* [Text provided]:

LlamaIndex: Connect AI to Your Data

LLMs are powerful, but they don't know about your data -- your company documents, your codebase, your research papers. LlamaIndex is a data framework designed to bridge this gap. It makes it straightforward to ingest, structure, index, and query your private data using LLMs.

If LangChain is a general-purpose toolkit for building LLM applications, LlamaIndex is a specialized framework laser-focused on one thing: connecting AI to your data.

LlamaIndex Definition: An open-source data framework for building LLM applications over custom data. It provides tools for ingesting data from any source, structuring it into optimized indices, and querying it using natural language -- making it the go-to framework for RAG (Retrieval-Augmented Generation) pipelines.

Why LlamaIndex?

Building a RAG system from scratch involves many steps: loading documents in different formats, splitting them into chunks, computing embeddings, storing them in a vector database, retrieving relevant chunks at query time, and synthesizing a final answer. LlamaIndex provides clean abstractions for every one of these steps.

Key reasons developers choose LlamaIndex:

Data-first design -- built specifically for connecting LLMs to data
160+ data connectors -- load from PDFs, databases, APIs, Notion, Slack, Google Drive, and more via LlamaHub
Multiple index types -- vector, keyword, tree, summary, and knowledge graph indices
Advanced retrieval -- hybrid search, reranking, recursive retrieval, sub-question decomposition
Simple to start, powerful to scale -- a basic pipeline is 5 lines of code; production pipelines have full customization

Installation and Setup

bash

# Install LlamaIndex core
pip install llama-index

# Install OpenAI integration (default LLM and embedding provider)
pip install llama-index-llms-openai llama-index-embeddings-openai

# Optional: readers for PDF, DOCX, and other file types
pip install llama-index-readers-file

Set your API key:

bash

export OPENAI_API_KEY="your_openai_api_key_here"

Never hardcode API keys in your source files. Use environment variables or a

.env

file with

python-dotenv

Core Concepts

LlamaIndex has five key abstractions that form the backbone of every application.

1. Documents

A Document is a container for your source data. It could be a PDF, a webpage, a database row, or an API response. Documents hold the raw text and associated metadata.

python

from llama_index.core import Document

# Create documents manually
doc = Document(
    text="LlamaIndex is a data framework for LLM applications.",
    metadata={"source": "docs", "category": "overview"}
)

# Or load documents from files (the most common approach)
from llama_index.core import SimpleDirectoryReader

# Load all supported files from a directory
documents = SimpleDirectoryReader("./my_data").load_data()
print(f"Loaded {len(documents)} documents")

# Load specific file types with recursive directory scanning
documents = SimpleDirectoryReader(
    input_dir="./knowledge_base",
    recursive=True,
    required_exts=[".pdf", ".txt", ".md", ".docx"]
).load_data()

* [Given material]:
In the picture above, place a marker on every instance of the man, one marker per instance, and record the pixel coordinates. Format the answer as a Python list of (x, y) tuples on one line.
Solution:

* [Complete the following]:
- a) List every index type named on the LlamaIndex page.
- b) From the LlamaIndex page, reproduce verbatim the passage from "A Document is" to "most common approach)".

* [Task solutions]:
- a)
- Vector
- Keyword
- Tree
- Summary
- Knowledge graph

- b)
A Document is a container for your source data. It could be a PDF, a webpage, a database row, or an API response. Documents hold the raw text and associated metadata.

python

from llama_index.core import Document

# Create documents manually
doc = Document(
    text="LlamaIndex is a data framework for LLM applications.",
    metadata={"source": "docs", "category": "overview"}
)

# Or load documents from files (the most common approach)